> Aim of the exercise
State the number of lines in the material below that contain the word "every", without any other text.

> Input data
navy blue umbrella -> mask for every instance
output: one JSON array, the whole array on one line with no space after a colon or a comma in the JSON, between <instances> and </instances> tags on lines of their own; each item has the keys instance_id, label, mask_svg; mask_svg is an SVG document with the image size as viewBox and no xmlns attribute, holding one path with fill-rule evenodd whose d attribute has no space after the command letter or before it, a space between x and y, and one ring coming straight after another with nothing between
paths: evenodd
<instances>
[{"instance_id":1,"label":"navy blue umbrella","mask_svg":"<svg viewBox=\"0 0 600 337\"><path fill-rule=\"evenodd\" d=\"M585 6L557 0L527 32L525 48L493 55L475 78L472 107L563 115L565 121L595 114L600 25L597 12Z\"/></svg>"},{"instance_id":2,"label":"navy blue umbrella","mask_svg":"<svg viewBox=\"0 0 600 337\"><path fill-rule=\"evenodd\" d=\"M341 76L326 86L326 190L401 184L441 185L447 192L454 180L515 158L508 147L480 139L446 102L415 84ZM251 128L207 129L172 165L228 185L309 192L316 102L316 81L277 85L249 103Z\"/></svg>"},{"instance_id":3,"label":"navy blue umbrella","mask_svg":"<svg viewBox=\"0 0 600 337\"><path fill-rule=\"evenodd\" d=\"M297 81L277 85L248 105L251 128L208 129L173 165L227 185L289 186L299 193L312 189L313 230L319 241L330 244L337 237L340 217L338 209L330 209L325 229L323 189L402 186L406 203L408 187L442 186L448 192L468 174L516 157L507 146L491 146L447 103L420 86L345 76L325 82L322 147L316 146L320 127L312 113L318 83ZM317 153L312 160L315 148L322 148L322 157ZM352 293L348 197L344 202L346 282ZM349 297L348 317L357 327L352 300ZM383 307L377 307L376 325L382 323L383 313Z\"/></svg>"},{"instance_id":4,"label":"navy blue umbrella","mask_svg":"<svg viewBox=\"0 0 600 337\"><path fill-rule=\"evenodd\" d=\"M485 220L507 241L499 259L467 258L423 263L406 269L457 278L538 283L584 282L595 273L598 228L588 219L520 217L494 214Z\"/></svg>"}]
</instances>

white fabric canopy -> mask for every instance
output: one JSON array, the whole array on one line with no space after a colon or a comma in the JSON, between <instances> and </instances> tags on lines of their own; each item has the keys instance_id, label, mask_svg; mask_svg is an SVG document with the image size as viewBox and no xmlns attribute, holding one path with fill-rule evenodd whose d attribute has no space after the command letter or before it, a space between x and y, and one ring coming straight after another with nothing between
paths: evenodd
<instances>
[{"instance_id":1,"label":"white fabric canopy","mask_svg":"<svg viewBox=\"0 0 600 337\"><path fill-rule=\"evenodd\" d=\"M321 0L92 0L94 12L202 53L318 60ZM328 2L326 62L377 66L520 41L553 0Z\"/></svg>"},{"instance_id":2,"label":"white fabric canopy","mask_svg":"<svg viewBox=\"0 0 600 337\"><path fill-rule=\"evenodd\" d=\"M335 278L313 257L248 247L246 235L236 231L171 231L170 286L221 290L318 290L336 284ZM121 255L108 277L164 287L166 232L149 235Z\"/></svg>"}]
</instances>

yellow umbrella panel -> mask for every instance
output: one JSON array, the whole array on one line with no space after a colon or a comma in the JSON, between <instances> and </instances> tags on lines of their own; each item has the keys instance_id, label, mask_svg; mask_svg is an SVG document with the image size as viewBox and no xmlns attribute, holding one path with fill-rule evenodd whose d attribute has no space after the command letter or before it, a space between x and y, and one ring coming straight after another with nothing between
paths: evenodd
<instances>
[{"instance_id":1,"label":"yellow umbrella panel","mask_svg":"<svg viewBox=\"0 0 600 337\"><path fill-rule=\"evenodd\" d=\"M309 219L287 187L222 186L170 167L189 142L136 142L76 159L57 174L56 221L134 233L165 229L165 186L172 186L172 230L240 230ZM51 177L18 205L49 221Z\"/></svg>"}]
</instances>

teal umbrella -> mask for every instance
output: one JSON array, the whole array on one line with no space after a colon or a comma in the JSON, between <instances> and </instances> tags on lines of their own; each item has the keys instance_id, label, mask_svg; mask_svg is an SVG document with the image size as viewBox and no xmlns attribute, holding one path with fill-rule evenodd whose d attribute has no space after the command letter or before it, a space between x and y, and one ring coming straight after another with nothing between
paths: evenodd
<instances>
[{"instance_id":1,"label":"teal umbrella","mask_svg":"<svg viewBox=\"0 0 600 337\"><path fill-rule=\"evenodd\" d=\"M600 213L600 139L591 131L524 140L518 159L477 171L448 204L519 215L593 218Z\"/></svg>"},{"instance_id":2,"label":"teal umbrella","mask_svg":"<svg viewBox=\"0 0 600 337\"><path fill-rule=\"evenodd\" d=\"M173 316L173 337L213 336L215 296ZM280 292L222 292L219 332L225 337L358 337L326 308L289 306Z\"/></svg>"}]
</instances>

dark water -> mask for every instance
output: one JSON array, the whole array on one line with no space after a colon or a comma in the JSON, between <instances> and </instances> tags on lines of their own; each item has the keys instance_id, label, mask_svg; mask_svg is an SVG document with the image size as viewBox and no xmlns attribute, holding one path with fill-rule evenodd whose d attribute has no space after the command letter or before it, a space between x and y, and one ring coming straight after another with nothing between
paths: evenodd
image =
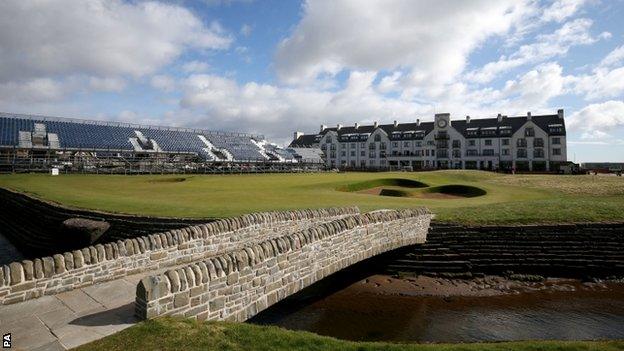
<instances>
[{"instance_id":1,"label":"dark water","mask_svg":"<svg viewBox=\"0 0 624 351\"><path fill-rule=\"evenodd\" d=\"M348 340L473 342L624 338L624 287L496 297L376 294L352 284L284 301L251 322Z\"/></svg>"}]
</instances>

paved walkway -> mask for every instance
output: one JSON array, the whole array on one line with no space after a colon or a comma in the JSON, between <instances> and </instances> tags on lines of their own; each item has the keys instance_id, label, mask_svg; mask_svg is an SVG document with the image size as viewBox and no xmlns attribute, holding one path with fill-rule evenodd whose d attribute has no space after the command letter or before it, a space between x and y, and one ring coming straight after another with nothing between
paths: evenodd
<instances>
[{"instance_id":1,"label":"paved walkway","mask_svg":"<svg viewBox=\"0 0 624 351\"><path fill-rule=\"evenodd\" d=\"M71 349L114 334L137 322L136 286L154 273L0 306L0 334L11 333L12 347L18 350Z\"/></svg>"}]
</instances>

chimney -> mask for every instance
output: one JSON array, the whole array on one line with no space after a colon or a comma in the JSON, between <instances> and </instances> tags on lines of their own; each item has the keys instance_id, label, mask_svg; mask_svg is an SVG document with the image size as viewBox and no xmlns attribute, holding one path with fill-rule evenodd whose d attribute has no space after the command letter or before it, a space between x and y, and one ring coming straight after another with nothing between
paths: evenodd
<instances>
[{"instance_id":1,"label":"chimney","mask_svg":"<svg viewBox=\"0 0 624 351\"><path fill-rule=\"evenodd\" d=\"M399 125L399 122L394 121L394 128L396 128Z\"/></svg>"},{"instance_id":2,"label":"chimney","mask_svg":"<svg viewBox=\"0 0 624 351\"><path fill-rule=\"evenodd\" d=\"M496 120L498 121L498 123L503 121L503 115L501 115L500 113L498 114L498 116L496 116Z\"/></svg>"},{"instance_id":3,"label":"chimney","mask_svg":"<svg viewBox=\"0 0 624 351\"><path fill-rule=\"evenodd\" d=\"M375 122L373 123L373 128L377 128L377 127L379 127L379 123L377 123L377 121L375 121Z\"/></svg>"},{"instance_id":4,"label":"chimney","mask_svg":"<svg viewBox=\"0 0 624 351\"><path fill-rule=\"evenodd\" d=\"M342 124L338 123L338 124L336 125L336 130L340 130L340 129L342 129Z\"/></svg>"},{"instance_id":5,"label":"chimney","mask_svg":"<svg viewBox=\"0 0 624 351\"><path fill-rule=\"evenodd\" d=\"M559 116L559 119L563 119L563 109L562 108L557 110L557 116Z\"/></svg>"},{"instance_id":6,"label":"chimney","mask_svg":"<svg viewBox=\"0 0 624 351\"><path fill-rule=\"evenodd\" d=\"M293 135L294 139L293 140L297 140L299 139L300 136L303 135L303 132L295 132L295 134Z\"/></svg>"},{"instance_id":7,"label":"chimney","mask_svg":"<svg viewBox=\"0 0 624 351\"><path fill-rule=\"evenodd\" d=\"M466 116L466 124L469 124L469 123L470 123L470 116Z\"/></svg>"},{"instance_id":8,"label":"chimney","mask_svg":"<svg viewBox=\"0 0 624 351\"><path fill-rule=\"evenodd\" d=\"M532 119L531 116L531 111L527 112L527 121L530 121Z\"/></svg>"},{"instance_id":9,"label":"chimney","mask_svg":"<svg viewBox=\"0 0 624 351\"><path fill-rule=\"evenodd\" d=\"M355 129L360 128L360 124L358 122L355 122Z\"/></svg>"},{"instance_id":10,"label":"chimney","mask_svg":"<svg viewBox=\"0 0 624 351\"><path fill-rule=\"evenodd\" d=\"M325 129L327 129L327 126L324 124L321 124L321 132L324 131Z\"/></svg>"},{"instance_id":11,"label":"chimney","mask_svg":"<svg viewBox=\"0 0 624 351\"><path fill-rule=\"evenodd\" d=\"M416 118L416 126L420 127L420 118Z\"/></svg>"}]
</instances>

> Solved exercise
7